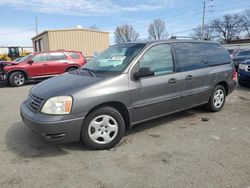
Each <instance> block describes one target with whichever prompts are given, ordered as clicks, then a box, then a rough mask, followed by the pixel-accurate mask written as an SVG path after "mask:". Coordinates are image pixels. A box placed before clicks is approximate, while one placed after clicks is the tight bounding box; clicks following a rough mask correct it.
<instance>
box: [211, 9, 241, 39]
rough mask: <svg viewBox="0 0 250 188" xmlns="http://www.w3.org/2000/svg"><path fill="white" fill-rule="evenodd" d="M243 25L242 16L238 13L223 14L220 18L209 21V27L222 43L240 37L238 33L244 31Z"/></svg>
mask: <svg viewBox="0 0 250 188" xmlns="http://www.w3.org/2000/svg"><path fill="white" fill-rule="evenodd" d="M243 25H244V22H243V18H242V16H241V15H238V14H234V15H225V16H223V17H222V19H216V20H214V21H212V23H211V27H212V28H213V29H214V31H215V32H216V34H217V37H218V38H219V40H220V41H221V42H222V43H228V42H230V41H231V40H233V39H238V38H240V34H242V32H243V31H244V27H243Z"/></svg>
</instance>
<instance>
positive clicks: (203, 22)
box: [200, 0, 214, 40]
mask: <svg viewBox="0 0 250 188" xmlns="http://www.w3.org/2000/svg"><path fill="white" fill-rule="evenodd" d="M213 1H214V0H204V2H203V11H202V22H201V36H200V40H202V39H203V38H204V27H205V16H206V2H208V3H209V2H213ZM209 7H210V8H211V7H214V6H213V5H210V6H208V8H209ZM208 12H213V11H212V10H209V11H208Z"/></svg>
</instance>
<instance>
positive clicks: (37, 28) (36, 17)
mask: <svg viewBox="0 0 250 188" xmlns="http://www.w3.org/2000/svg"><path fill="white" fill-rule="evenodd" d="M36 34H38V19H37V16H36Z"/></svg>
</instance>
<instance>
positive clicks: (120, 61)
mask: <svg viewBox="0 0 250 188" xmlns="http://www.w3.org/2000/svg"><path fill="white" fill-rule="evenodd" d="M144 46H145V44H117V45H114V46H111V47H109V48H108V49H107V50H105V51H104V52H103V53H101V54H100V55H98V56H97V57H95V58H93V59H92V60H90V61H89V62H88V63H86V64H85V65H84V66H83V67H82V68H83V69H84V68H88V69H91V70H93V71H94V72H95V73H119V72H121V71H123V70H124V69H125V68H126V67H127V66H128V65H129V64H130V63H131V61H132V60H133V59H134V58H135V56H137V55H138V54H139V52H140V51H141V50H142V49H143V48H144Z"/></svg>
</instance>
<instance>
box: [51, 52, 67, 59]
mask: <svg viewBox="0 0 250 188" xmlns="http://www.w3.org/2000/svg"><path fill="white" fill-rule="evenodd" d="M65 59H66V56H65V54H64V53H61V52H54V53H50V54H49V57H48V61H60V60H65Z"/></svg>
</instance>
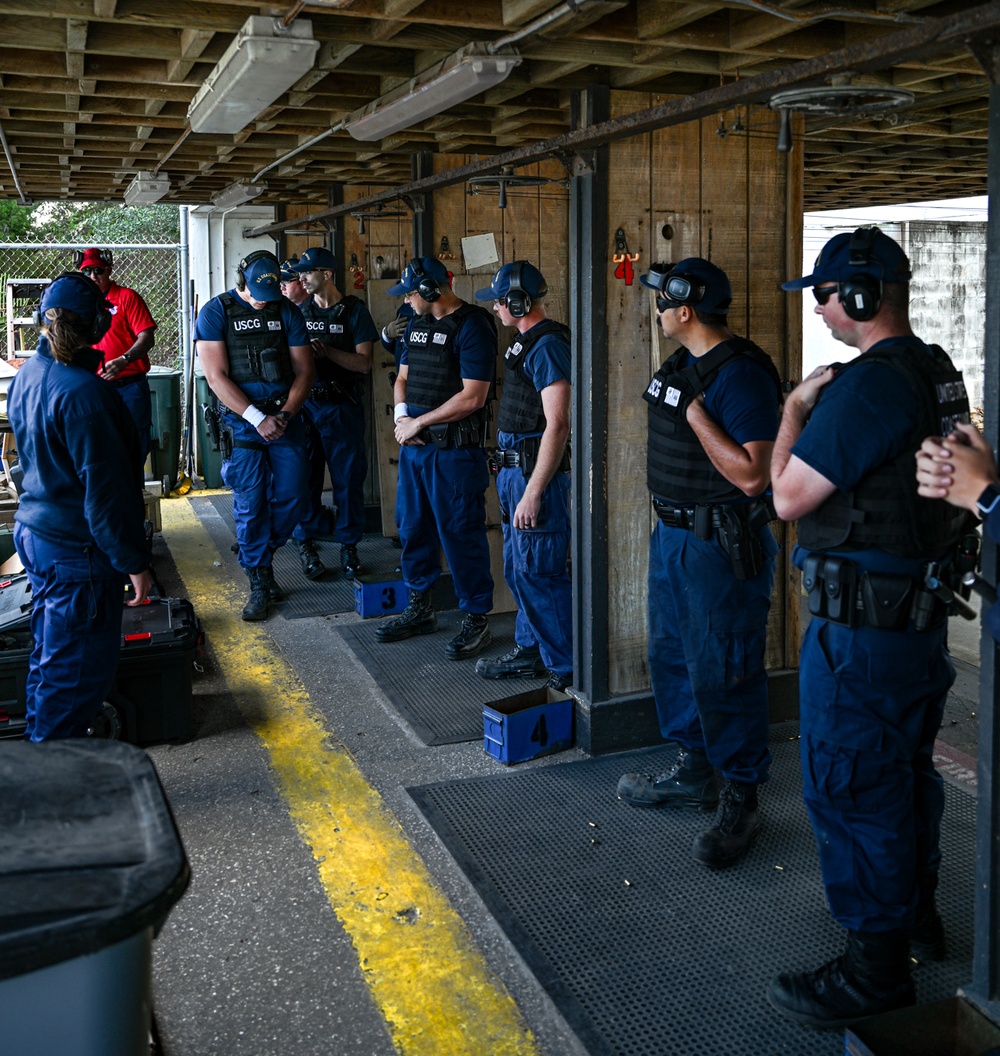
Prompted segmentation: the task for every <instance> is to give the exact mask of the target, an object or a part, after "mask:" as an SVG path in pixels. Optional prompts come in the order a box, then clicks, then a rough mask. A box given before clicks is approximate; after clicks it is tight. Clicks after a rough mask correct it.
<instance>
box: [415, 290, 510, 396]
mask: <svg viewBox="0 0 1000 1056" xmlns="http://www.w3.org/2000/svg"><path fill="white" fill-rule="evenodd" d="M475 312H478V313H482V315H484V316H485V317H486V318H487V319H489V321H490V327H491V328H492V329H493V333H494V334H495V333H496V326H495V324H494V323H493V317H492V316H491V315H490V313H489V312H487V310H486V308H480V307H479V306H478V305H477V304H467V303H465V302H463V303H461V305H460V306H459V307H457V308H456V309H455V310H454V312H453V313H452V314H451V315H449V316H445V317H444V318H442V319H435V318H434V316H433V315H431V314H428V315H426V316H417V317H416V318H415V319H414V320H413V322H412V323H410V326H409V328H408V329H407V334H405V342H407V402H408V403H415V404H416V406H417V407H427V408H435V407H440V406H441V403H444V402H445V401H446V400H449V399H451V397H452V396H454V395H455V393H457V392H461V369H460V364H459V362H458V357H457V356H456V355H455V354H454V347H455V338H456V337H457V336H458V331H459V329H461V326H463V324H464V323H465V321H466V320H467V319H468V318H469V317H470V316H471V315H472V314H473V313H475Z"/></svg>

○ ○ ○ ○

What you should do = Repeat each record exactly, with the pictures left out.

Solution for this problem =
Each <instance> block describes one target with whichever prompts are given, ordered as clicks, then a box, then a rough mask, followed by the pixel-accurate mask written as an SVG path after "mask:". Coordinates are image pixels. A box placed before clicks is approximate, while one placed after clicks is the tight bounding box; clicks following a rough mask correct it.
<instance>
box: [211, 9, 241, 39]
rough mask: <svg viewBox="0 0 250 188" xmlns="http://www.w3.org/2000/svg"><path fill="white" fill-rule="evenodd" d="M243 25L242 16L238 13L223 14L220 18L209 21V27L222 43L240 37L238 33L244 31Z"/></svg>
mask: <svg viewBox="0 0 250 188" xmlns="http://www.w3.org/2000/svg"><path fill="white" fill-rule="evenodd" d="M243 25H244V22H243V18H242V16H241V15H238V14H234V15H225V16H223V17H222V19H216V20H214V21H212V23H211V27H212V28H213V29H214V31H215V32H216V34H217V37H218V38H219V40H220V41H221V42H222V43H228V42H230V41H231V40H233V39H238V38H240V34H242V32H243V31H244V27H243Z"/></svg>
</instance>
<instance>
positive clicks: (203, 22)
box: [200, 0, 214, 40]
mask: <svg viewBox="0 0 250 188" xmlns="http://www.w3.org/2000/svg"><path fill="white" fill-rule="evenodd" d="M213 1H214V0H204V2H203V11H202V22H201V36H200V40H202V39H203V38H204V27H205V16H206V2H208V3H209V2H213ZM209 7H210V8H211V7H214V6H213V5H210V6H208V8H209ZM208 12H213V11H212V10H209V11H208Z"/></svg>
</instance>
<instance>
positive clicks: (37, 28) (36, 17)
mask: <svg viewBox="0 0 250 188" xmlns="http://www.w3.org/2000/svg"><path fill="white" fill-rule="evenodd" d="M36 34H38V19H37V16H36Z"/></svg>
</instance>
<instance>
positive clicks: (120, 61)
mask: <svg viewBox="0 0 250 188" xmlns="http://www.w3.org/2000/svg"><path fill="white" fill-rule="evenodd" d="M144 46H145V44H117V45H114V46H111V47H109V48H108V49H107V50H105V51H104V52H103V53H101V54H100V55H98V56H97V57H95V58H93V59H92V60H90V61H89V62H88V63H86V64H85V65H84V66H83V67H82V68H83V69H84V68H88V69H91V70H93V71H94V72H95V73H119V72H121V71H123V70H124V69H125V68H126V67H127V66H128V65H129V64H130V63H131V61H132V60H133V59H134V58H135V56H137V55H138V54H139V52H140V51H141V50H142V49H143V48H144Z"/></svg>
</instance>
<instance>
box: [51, 52, 67, 59]
mask: <svg viewBox="0 0 250 188" xmlns="http://www.w3.org/2000/svg"><path fill="white" fill-rule="evenodd" d="M65 59H66V56H65V54H64V53H61V52H54V53H50V54H49V57H48V61H60V60H65Z"/></svg>
</instance>
Prompted segmentation: the task for every <instance> is to give the exact mask of the target, an object or a part, after "mask:" as an SVG path in pixels. Optional prompts come in the order a box, then clicks, then a rough mask. A box given before clicks is approximate; after clicks it is tight. Clicks after a rough mask correct it.
<instance>
box: [415, 290, 510, 396]
mask: <svg viewBox="0 0 1000 1056" xmlns="http://www.w3.org/2000/svg"><path fill="white" fill-rule="evenodd" d="M475 312H478V313H482V315H484V316H485V317H486V318H487V319H489V321H490V327H491V328H492V329H493V333H494V334H495V333H496V326H495V324H494V323H493V317H492V316H491V315H490V313H489V312H487V310H486V308H480V307H479V306H478V305H477V304H467V303H465V302H463V303H461V305H460V306H459V307H457V308H456V309H455V310H454V312H453V313H452V314H451V315H449V316H445V317H444V318H442V319H435V318H434V316H433V315H431V314H428V315H426V316H417V317H416V318H415V319H414V320H413V322H412V323H410V326H409V328H408V329H407V334H405V342H407V402H408V403H415V404H416V406H417V407H427V408H435V407H440V406H441V403H444V402H445V401H446V400H449V399H451V397H452V396H454V395H455V393H457V392H461V369H460V364H459V362H458V357H457V356H456V355H455V354H454V347H455V338H456V337H457V336H458V331H459V329H461V326H463V324H464V323H465V321H466V320H467V319H468V318H469V317H470V316H471V315H472V314H473V313H475Z"/></svg>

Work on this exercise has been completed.